- [PROBLEM REQUIREMENTS]:
The lines below, from the one holding "Target: player's ponytail hair" through the final line, are to be copied exactly, with no other lines and no pictures.

[Stored data entries]
::::
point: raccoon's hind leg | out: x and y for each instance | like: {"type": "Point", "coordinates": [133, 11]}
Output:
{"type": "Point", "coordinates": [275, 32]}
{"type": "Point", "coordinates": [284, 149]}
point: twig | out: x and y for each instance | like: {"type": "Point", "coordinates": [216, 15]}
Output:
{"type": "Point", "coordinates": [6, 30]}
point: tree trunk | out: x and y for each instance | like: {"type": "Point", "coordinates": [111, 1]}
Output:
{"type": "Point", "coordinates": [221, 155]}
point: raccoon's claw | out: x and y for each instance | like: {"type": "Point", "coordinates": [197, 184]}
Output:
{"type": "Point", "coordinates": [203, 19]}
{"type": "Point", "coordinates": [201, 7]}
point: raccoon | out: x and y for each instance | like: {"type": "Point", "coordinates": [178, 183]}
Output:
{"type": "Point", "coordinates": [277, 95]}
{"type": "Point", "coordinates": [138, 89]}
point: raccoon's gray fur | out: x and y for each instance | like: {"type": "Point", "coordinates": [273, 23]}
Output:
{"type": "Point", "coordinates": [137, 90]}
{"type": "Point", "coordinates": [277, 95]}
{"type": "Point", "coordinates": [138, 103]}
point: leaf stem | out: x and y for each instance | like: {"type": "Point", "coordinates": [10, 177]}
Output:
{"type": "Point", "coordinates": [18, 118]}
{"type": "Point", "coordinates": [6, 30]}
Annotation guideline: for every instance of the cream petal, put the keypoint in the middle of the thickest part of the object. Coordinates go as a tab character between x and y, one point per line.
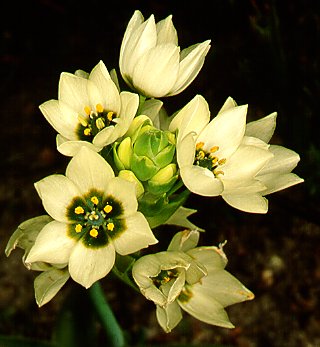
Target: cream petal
212	258
88	265
53	245
95	172
138	235
157	70
206	309
141	39
192	118
186	150
123	191
103	90
253	203
262	128
166	32
201	181
61	117
191	62
245	163
135	21
184	240
228	104
169	317
276	182
57	193
223	288
73	92
71	148
284	160
226	130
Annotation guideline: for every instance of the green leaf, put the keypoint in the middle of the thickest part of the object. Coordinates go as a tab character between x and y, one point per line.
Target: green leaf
48	283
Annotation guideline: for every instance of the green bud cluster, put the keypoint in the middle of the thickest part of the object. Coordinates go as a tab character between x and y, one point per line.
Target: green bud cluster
147	156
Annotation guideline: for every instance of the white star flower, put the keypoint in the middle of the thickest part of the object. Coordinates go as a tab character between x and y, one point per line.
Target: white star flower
89	111
151	61
226	157
189	278
95	215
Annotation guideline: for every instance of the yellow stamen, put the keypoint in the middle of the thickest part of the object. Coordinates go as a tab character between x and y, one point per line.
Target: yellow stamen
199	145
201	155
94	233
78	228
79	210
218	172
214	160
87	131
99	108
100	123
214	149
110	116
82	121
110	226
95	200
87	110
107	209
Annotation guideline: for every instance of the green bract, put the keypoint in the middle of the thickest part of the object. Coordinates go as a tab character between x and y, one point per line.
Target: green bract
149	153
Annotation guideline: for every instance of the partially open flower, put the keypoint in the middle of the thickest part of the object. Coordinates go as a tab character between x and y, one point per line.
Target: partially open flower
151	61
94	216
89	111
226	157
189	278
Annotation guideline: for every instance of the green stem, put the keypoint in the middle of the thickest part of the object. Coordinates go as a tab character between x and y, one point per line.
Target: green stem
107	318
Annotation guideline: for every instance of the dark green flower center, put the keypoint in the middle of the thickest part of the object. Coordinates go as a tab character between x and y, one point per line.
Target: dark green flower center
95	219
208	159
164	277
93	122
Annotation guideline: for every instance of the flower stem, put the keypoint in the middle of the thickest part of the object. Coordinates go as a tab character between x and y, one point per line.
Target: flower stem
106	316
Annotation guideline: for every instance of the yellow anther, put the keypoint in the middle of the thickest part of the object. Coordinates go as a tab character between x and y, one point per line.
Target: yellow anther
78	228
214	149
214	160
110	226
110	116
107	209
201	155
95	200
100	123
82	121
199	145
94	233
87	110
87	131
79	210
99	108
218	172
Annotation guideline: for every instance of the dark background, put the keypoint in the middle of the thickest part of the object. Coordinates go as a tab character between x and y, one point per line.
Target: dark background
264	53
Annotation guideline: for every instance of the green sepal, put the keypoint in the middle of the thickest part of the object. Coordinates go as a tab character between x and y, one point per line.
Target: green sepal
143	167
25	235
160	188
48	283
167	209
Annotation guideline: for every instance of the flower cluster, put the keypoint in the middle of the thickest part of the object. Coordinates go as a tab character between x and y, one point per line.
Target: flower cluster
132	168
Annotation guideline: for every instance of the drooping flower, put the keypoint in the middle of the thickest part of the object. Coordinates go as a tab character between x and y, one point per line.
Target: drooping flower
151	61
95	215
189	278
89	111
226	157
52	277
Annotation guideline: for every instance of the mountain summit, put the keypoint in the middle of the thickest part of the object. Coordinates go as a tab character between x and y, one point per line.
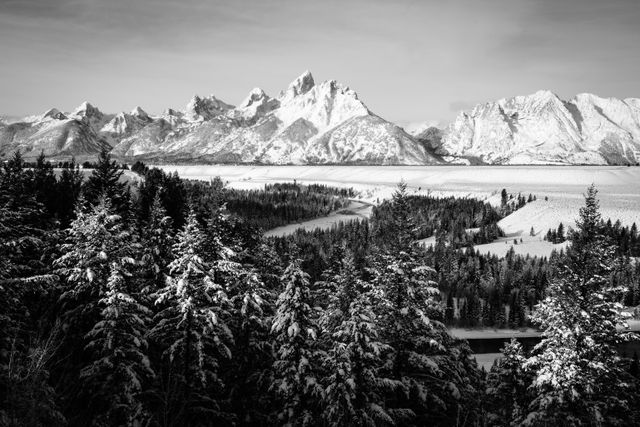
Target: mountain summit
541	128
307	123
327	123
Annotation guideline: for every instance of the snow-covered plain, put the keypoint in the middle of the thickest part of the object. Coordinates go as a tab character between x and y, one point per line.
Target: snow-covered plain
563	186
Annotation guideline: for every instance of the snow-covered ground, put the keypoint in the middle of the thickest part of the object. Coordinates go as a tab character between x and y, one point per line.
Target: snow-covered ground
563	186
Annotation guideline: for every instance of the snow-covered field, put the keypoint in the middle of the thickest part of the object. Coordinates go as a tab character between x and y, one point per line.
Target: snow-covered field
563	186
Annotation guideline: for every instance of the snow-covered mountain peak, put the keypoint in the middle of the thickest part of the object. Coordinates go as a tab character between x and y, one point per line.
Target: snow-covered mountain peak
87	110
139	113
542	128
53	113
301	85
206	108
255	95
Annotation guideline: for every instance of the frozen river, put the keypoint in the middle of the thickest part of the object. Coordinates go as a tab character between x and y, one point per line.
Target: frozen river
562	186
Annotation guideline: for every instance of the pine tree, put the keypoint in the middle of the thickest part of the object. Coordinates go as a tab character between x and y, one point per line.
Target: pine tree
95	241
578	378
120	370
507	387
26	397
157	242
431	373
105	180
295	333
354	393
191	330
253	350
67	193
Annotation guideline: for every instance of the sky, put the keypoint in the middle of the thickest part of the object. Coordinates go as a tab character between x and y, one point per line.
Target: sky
409	61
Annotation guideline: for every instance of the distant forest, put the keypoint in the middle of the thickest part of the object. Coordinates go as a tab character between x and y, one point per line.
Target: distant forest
159	302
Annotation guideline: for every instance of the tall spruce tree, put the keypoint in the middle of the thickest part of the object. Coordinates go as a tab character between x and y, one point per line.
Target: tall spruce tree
95	241
435	382
249	373
119	369
354	392
578	378
26	398
506	388
157	244
191	328
105	181
294	329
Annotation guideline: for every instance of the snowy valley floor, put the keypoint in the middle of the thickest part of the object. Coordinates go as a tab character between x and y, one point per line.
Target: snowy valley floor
563	186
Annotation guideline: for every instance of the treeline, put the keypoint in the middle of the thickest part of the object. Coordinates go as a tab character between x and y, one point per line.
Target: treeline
122	319
273	206
454	215
626	238
119	320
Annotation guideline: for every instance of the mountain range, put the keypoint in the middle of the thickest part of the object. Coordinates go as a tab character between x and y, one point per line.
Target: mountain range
327	123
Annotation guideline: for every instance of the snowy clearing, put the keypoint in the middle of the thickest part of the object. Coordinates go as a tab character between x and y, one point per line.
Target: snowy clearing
563	186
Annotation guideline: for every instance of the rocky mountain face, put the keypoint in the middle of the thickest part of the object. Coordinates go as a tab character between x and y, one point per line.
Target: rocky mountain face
543	129
326	123
307	123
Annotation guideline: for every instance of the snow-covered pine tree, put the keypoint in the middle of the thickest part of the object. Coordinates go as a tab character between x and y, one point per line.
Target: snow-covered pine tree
436	383
105	181
119	369
157	244
249	374
95	241
578	377
354	393
68	191
191	330
26	397
506	389
295	333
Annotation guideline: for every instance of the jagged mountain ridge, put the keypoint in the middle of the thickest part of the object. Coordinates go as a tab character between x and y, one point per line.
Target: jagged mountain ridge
311	123
543	129
307	123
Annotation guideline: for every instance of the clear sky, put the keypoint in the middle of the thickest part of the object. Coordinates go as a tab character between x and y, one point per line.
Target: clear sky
408	60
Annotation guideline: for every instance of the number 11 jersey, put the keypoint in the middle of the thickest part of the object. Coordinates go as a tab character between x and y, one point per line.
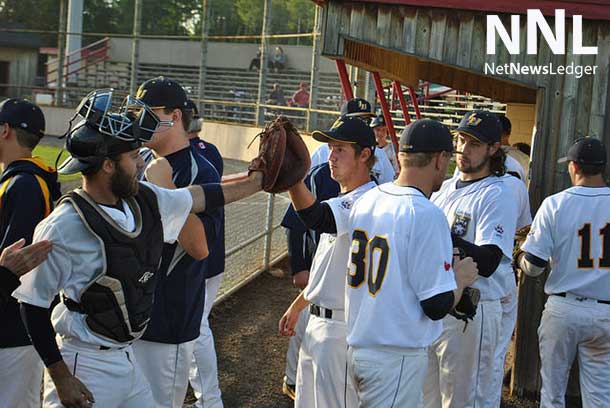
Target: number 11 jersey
572	229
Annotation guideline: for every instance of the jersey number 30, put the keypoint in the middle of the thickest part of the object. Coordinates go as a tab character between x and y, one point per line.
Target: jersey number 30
363	251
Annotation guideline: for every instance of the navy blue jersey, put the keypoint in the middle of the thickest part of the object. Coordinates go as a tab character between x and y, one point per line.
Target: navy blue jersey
302	242
180	290
217	249
28	189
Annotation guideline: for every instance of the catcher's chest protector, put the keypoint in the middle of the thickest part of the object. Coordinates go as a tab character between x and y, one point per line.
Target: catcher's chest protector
118	302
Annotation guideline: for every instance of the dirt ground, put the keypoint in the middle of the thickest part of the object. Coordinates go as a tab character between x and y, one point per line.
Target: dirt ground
251	355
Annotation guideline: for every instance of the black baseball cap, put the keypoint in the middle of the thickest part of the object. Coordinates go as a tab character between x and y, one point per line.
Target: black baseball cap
426	136
482	125
162	92
347	130
23	114
588	151
357	107
378	121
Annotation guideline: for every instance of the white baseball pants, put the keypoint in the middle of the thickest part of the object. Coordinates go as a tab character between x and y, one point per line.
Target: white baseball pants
461	363
391	378
322	369
203	374
166	367
569	326
112	376
20	377
294	345
507	327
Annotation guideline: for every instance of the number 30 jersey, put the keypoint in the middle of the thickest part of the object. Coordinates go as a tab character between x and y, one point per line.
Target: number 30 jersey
401	254
572	229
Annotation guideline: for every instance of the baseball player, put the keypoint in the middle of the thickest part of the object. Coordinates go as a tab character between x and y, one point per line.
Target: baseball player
571	233
482	214
381	136
107	242
203	375
166	349
359	108
321	374
302	243
27	190
400	280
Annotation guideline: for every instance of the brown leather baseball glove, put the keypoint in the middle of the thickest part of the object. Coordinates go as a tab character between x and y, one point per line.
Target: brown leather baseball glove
282	156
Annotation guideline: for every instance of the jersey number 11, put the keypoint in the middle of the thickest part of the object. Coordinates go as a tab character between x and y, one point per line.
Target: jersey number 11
585	261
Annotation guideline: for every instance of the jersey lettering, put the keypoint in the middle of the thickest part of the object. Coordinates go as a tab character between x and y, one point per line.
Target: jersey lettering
362	248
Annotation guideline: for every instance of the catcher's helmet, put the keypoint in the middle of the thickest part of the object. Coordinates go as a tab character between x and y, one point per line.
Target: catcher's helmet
89	147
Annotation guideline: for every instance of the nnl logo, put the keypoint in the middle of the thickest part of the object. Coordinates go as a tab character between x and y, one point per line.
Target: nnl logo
535	22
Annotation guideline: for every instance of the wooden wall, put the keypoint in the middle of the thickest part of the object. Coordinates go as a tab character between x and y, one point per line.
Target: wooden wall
449	46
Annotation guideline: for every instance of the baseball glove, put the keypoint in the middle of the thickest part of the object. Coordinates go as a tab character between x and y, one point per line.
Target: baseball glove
283	157
466	308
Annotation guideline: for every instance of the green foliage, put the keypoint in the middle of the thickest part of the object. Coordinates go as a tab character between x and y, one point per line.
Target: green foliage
166	17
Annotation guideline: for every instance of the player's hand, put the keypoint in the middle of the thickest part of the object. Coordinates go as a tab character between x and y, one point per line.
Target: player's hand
466	272
288	322
159	172
71	391
300	279
20	260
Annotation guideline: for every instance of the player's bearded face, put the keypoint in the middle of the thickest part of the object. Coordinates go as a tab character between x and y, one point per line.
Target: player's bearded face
124	182
475	154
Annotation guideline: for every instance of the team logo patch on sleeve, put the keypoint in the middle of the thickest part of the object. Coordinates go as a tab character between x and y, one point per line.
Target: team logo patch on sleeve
499	230
460	224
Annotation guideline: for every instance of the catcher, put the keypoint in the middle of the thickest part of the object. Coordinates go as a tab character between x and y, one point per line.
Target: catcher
112	231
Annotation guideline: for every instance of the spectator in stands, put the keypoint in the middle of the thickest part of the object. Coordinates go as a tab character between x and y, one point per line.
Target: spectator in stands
276	97
279	60
256	61
301	97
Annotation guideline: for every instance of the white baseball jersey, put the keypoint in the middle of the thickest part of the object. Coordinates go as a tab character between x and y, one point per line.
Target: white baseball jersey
484	213
382	169
572	229
326	286
77	258
401	255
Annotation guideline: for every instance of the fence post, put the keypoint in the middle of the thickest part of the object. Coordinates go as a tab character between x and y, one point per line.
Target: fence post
61	53
135	47
314	79
262	77
268	231
205	27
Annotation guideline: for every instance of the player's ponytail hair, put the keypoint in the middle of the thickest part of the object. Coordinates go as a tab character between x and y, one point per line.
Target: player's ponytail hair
496	162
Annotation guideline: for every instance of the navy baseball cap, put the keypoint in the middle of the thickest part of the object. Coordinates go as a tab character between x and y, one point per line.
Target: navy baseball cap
378	121
482	125
23	114
357	107
162	92
426	136
588	151
347	130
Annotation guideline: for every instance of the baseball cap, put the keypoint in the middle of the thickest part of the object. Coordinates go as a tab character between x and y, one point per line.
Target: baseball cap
357	107
23	114
162	92
378	121
482	125
426	136
347	130
586	150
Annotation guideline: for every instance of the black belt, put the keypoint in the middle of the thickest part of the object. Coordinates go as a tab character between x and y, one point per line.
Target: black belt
604	302
320	311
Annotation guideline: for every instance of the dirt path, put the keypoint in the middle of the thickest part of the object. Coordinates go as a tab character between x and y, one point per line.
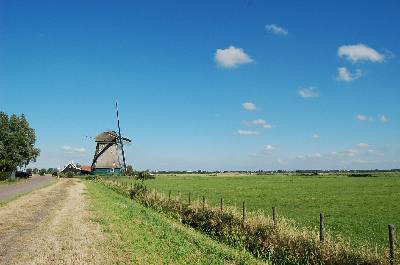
::::
- [WRITTEN ANSWER]:
Target: player's ponytail hair
496	162
Annotation guideline: for every instance of the navy baseball cap, put the keypoint in the middle of the thickest part of the object. Coordinates go as a tab character between x and y, one point per line.
Target: navy baseball cap
378	121
482	125
23	114
357	107
162	92
426	136
588	151
347	130
Annotation guideline: for every instance of the baseball cap, put the keypoint in the middle of the thickest part of the object. Coordinates go as a tab character between x and y, one point per line.
Target: baseball cap
357	107
23	114
162	92
378	121
482	125
426	136
347	130
586	150
Annotation guideline: for every instance of the black belt, put the keypoint in the middle of the thickest part of the object. Coordinates go as a tab character between x and y, one point per line.
Target: black belt
604	302
320	311
Annotation guideline: for every instance of the dirt path, put the keypoint in the middle of the thickest part of the object. Coordinates go as a tab character between x and y, one point per line.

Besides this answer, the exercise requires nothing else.